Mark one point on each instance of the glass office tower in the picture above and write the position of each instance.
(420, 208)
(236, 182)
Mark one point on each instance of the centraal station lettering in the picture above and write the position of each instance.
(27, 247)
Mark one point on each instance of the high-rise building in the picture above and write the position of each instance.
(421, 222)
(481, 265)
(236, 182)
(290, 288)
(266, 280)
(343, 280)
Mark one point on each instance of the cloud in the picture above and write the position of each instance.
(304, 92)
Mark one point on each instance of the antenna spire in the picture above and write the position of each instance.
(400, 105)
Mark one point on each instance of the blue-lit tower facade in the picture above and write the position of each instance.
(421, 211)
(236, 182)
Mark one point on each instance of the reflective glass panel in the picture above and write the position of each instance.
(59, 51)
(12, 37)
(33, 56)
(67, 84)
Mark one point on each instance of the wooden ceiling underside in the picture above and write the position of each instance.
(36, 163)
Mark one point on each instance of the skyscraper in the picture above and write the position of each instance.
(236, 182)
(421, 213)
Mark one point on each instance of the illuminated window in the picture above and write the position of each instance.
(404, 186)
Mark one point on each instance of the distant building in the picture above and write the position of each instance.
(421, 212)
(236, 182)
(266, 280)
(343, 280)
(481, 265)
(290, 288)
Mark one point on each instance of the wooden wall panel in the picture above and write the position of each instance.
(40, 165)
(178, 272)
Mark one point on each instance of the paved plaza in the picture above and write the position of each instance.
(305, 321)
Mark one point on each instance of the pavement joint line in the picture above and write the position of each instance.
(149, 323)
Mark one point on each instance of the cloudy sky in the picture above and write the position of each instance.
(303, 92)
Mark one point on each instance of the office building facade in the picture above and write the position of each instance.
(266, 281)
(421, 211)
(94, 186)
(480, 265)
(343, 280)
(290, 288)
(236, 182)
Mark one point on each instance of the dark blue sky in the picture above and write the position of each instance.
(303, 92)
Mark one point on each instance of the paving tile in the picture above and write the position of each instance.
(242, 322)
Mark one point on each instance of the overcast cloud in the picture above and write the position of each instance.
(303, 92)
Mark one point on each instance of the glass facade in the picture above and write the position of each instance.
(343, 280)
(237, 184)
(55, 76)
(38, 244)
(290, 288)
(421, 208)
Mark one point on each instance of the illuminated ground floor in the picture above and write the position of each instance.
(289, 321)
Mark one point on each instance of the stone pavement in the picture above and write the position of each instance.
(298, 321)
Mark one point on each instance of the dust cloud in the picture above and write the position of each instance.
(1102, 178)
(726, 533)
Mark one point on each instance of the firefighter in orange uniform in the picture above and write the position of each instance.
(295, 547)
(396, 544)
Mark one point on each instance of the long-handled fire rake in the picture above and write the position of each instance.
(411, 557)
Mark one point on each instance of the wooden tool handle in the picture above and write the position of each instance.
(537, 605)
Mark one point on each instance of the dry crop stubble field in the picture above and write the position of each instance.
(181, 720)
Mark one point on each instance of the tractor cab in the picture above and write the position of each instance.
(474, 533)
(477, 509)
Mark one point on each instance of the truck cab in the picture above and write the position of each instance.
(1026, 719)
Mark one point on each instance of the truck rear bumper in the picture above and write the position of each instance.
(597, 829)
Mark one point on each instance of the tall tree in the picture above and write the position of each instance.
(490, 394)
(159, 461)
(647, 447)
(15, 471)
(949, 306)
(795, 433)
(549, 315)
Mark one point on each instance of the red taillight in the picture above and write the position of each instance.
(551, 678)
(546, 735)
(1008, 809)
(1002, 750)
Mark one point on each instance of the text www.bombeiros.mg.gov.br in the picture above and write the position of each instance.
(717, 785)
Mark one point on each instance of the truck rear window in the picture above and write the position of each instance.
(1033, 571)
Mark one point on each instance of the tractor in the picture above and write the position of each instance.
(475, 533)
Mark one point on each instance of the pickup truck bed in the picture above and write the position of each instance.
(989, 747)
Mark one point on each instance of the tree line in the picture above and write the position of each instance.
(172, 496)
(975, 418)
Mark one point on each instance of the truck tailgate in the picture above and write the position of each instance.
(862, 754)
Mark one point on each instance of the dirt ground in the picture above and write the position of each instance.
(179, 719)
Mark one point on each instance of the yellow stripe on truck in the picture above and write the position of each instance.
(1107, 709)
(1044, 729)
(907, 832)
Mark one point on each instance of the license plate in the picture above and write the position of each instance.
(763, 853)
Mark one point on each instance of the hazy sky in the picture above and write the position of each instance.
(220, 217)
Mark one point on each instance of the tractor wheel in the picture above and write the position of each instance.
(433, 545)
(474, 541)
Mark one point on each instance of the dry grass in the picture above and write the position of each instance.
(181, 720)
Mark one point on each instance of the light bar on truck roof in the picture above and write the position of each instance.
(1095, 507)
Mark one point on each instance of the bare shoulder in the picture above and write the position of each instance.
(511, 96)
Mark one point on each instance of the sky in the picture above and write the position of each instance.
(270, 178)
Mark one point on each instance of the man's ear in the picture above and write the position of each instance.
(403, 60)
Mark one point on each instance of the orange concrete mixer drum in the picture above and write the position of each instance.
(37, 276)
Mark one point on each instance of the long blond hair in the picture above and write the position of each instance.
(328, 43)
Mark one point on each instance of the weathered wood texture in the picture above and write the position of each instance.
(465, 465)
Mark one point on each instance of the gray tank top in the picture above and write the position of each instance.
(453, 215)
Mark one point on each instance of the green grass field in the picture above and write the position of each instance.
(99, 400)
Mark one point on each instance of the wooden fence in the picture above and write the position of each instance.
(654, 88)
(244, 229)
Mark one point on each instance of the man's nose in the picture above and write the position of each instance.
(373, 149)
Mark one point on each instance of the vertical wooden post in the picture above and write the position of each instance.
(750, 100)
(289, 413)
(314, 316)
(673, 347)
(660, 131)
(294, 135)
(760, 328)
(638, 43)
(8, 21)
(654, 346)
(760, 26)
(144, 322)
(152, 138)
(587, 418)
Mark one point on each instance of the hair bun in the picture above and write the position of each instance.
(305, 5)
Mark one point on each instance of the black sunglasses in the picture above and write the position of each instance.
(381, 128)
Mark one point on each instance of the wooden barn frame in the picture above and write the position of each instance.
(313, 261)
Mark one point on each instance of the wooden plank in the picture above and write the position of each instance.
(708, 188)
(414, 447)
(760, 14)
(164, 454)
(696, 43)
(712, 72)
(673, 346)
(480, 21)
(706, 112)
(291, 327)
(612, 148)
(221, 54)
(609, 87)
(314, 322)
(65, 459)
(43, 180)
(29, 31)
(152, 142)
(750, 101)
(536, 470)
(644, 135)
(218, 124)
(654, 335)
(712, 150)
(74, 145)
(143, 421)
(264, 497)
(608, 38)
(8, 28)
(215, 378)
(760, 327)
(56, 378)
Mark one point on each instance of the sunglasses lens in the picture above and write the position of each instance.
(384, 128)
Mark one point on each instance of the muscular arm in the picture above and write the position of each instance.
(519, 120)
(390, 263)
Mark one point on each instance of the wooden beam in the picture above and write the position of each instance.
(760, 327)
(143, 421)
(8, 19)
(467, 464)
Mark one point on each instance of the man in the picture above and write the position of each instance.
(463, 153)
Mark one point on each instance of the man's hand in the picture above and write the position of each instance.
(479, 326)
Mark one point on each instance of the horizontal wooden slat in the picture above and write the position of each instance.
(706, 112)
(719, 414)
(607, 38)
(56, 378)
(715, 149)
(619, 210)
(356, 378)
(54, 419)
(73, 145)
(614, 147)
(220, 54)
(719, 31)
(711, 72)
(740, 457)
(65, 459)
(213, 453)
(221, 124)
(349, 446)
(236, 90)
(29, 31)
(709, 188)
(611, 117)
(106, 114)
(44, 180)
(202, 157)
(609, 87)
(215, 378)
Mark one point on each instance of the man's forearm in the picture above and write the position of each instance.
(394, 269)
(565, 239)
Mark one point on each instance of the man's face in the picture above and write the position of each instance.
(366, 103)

→ **AIM**: Each record above should be output again exactly.

→ **FINISHED ANSWER**:
Mark one point on each instance of the glass office tower in the picture above and write the position of each instance.
(420, 208)
(236, 182)
Mark one point on each instance of the centraal station lettering in the picture above and write the position of each instance.
(27, 247)
Mark one point on each instance of the high-rise building in the picture above and write the position of each instance.
(421, 222)
(481, 265)
(236, 182)
(290, 288)
(266, 280)
(343, 280)
Mark one point on each instance of the cloud in the picture above and write the position of each instance.
(304, 92)
Mark one point on each instance of the antenna spire in the picture above and write the position of each instance.
(400, 105)
Mark one point on each instance of the blue-lit tower facade in the picture above and write the position of each instance.
(421, 211)
(236, 182)
Mark one point on each instance of the reflective glass panel in the picture above and write the position of each instance.
(59, 51)
(12, 37)
(33, 56)
(67, 84)
Mark one point on each instance of the wooden ceiling underside in the picture above and write the position of each instance.
(36, 163)
Mark one point on each instance of the skyscraper in the picture above and write the position of each instance.
(236, 182)
(421, 213)
Mark one point on each instance of the illuminated window in the picture above and write the position of each instance.
(404, 186)
Mark one point on each instance of the distant building in the picture above and write the position of each instance.
(421, 212)
(236, 182)
(266, 280)
(343, 280)
(481, 265)
(290, 288)
Mark one point on each instance of the wooden wall panel in the picture above and write the position of each instance.
(40, 165)
(178, 272)
Mark one point on each instance of the paved plaza in the picture above and write the position of each instance.
(305, 321)
Mark one point on each instance of the pavement joint line in the picture above and write the position of each instance.
(149, 323)
Mark one point on each instance of the cloudy sky in the picture above and write the position of each instance.
(303, 92)
Mark one point on each instance of the office building facade in the picture above and write the position of each instance.
(266, 281)
(421, 211)
(94, 186)
(480, 265)
(343, 280)
(290, 288)
(236, 182)
Mark one point on each instance of the dark blue sky in the picture above and write the position of each instance.
(303, 92)
Mark one point on each instance of the paving tile in the picture above and write the position of each instance.
(242, 322)
Mark one point on each instance of the overcast cloud in the picture above and write the position of each instance.
(303, 92)
Mark one point on each instance of the glass facade in the picture above and write the position of each instance.
(343, 280)
(237, 184)
(55, 76)
(38, 244)
(290, 288)
(421, 208)
Mark one point on each instance of the illuminated ground floor in the picture above and write the position of each instance.
(289, 321)
Mark one point on each instance of the stone pavement in the picture above and write the position of each instance.
(298, 321)
Mark one point on each instance of the dust cloud in the picture above and write the position of each instance.
(1102, 178)
(726, 533)
Mark one point on each instance of the firefighter in orange uniform in the picture above and write the position of each instance.
(295, 547)
(396, 544)
Mark one point on each instance of the long-handled fire rake in the picture above and write the position of each instance.
(411, 557)
Mark one point on each instance of the wooden tool handle in the picture above and write the position of each instance.
(537, 605)
Mark one point on each instance of the dry crop stubble field in the picture above and write the position of each instance.
(181, 720)
Mark one point on each instance of the tractor cab in the picture above and write the position of each instance.
(474, 533)
(477, 509)
Mark one point on each instance of the truck cab in the picture above and write the position of each instance.
(1026, 719)
Mark one point on each instance of the truck rear bumper in the picture above and write the position of each instance.
(597, 829)
Mark one point on each instance of the tall tree in the picture above and write the position of each instance.
(490, 394)
(159, 461)
(647, 447)
(15, 471)
(949, 306)
(795, 433)
(549, 315)
Mark one point on each instance of the red taillight in the picture above and write the position of each instance.
(551, 678)
(546, 735)
(1008, 809)
(1002, 750)
Mark one point on each instance of the text www.bombeiros.mg.gov.br in the picture above and write the position of each instance.
(717, 785)
Mark one point on each instance of the truck rear window in the picture above and write the position of each instance.
(1033, 571)
Mark one point on each instance of the tractor in the picture above and write the position of each instance.
(475, 533)
Mark one point on each instance of the pickup truck bed in the picture above and write the position of each instance.
(989, 747)
Mark one point on each instance of the tree line in the picture above and write the position of each instance.
(172, 496)
(975, 418)
Mark one point on each instance of the truck tailgate in the picture above and write the position of each instance.
(862, 754)
Mark one point on each instance of the dirt ground in the picture above and write the position of each instance.
(179, 719)
Mark one point on each instance of the yellow stripe on truck in the picture above and write the position of each instance.
(1107, 709)
(1044, 729)
(907, 832)
Mark one point on each instance of the license plate in the picture above and write the position of each instance.
(763, 853)
Mark one point on each instance of the hazy sky in the picture above and write the position of each instance.
(220, 217)
Mark one point on each instance of the tractor wheel in the picture above and write the position of each instance.
(433, 545)
(474, 541)
Mark one point on each instance of the dry grass in the picture above and write the position of each instance.
(181, 720)
Mark one point on each instance of the light bar on truck roof in the picture above and write the position of each instance.
(1095, 507)
Mark one point on each instance of the bare shoulder in the picture above and write the position of each instance.
(511, 96)
Mark one point on each instance of the sky in the picture above and write the position of each instance.
(270, 178)
Mark one point on each instance of the man's ear in the picture above and write the position of each instance.
(403, 60)
Mark one point on each instance of the orange concrete mixer drum in the picture above and write the position of each instance.
(37, 276)
Mark one point on each instance of the long blond hair in the picture above and write the position of each instance.
(328, 43)
Mark one point on each instance of the weathered wood texture in the picture above and write the position of each instance.
(465, 465)
Mark one point on each instance of the gray tank top in the picture above and write the position of each instance.
(453, 215)
Mark one point on each instance of the green grass field in the picture above and write the position of each instance.
(99, 400)
Mark one point on each instance of the wooden fence in the picture above and write the position of each instance.
(654, 88)
(244, 229)
Mark one point on each instance of the man's nose in the picture above and write the position of each instance.
(373, 149)
Mark one point on each instance of the vertical wooden post in the picture above and write the position of each instance.
(750, 100)
(289, 413)
(314, 316)
(673, 347)
(660, 131)
(294, 135)
(760, 328)
(638, 43)
(8, 21)
(654, 346)
(760, 26)
(144, 322)
(152, 138)
(587, 418)
Mark one point on each instance of the hair bun in the picture above and write the position of each instance.
(305, 5)
Mark one point on each instance of the black sunglasses in the picture above and write the position of each instance.
(381, 128)
Mark one point on each instance of the wooden barn frame in the picture above and write the position of each instance.
(313, 261)
Mark one point on each instance of the wooden plank in the picture above and write the position of each instance.
(708, 188)
(414, 447)
(760, 14)
(164, 454)
(696, 43)
(712, 72)
(673, 346)
(480, 21)
(706, 112)
(291, 327)
(612, 148)
(221, 54)
(609, 87)
(314, 322)
(65, 459)
(43, 180)
(29, 31)
(152, 142)
(750, 101)
(536, 470)
(644, 135)
(218, 124)
(654, 335)
(712, 150)
(74, 145)
(143, 421)
(264, 497)
(608, 38)
(8, 28)
(215, 378)
(760, 327)
(56, 378)
Mark one point on each instance of the sunglasses lens in the picture above and write the position of each instance.
(384, 128)
Mark one point on each instance of the muscular arm in the picture above and write the position of each instance.
(519, 120)
(390, 263)
Mark one point on each instance of the wooden beam in the picture above and write the position of each instance.
(760, 327)
(143, 421)
(8, 19)
(467, 464)
Mark one point on each instance of the man in the picture above and write the position of each instance.
(463, 153)
Mark one point on each instance of the man's hand in the picture above and write the position of each instance.
(479, 326)
Mark one point on each instance of the horizontal wooden slat in the picture above and write the position of each instance.
(706, 112)
(719, 414)
(607, 38)
(56, 378)
(715, 149)
(619, 210)
(356, 378)
(54, 419)
(73, 145)
(614, 147)
(220, 54)
(719, 31)
(711, 72)
(740, 457)
(65, 459)
(213, 453)
(221, 124)
(349, 446)
(236, 90)
(29, 31)
(709, 188)
(611, 117)
(106, 114)
(44, 180)
(202, 157)
(609, 87)
(215, 378)
Mark one point on each instance of the man's forearm in the picture above and write the position of each instance.
(394, 269)
(565, 239)
Mark one point on each instance of the man's face in the picture above and write the position of each instance.
(366, 103)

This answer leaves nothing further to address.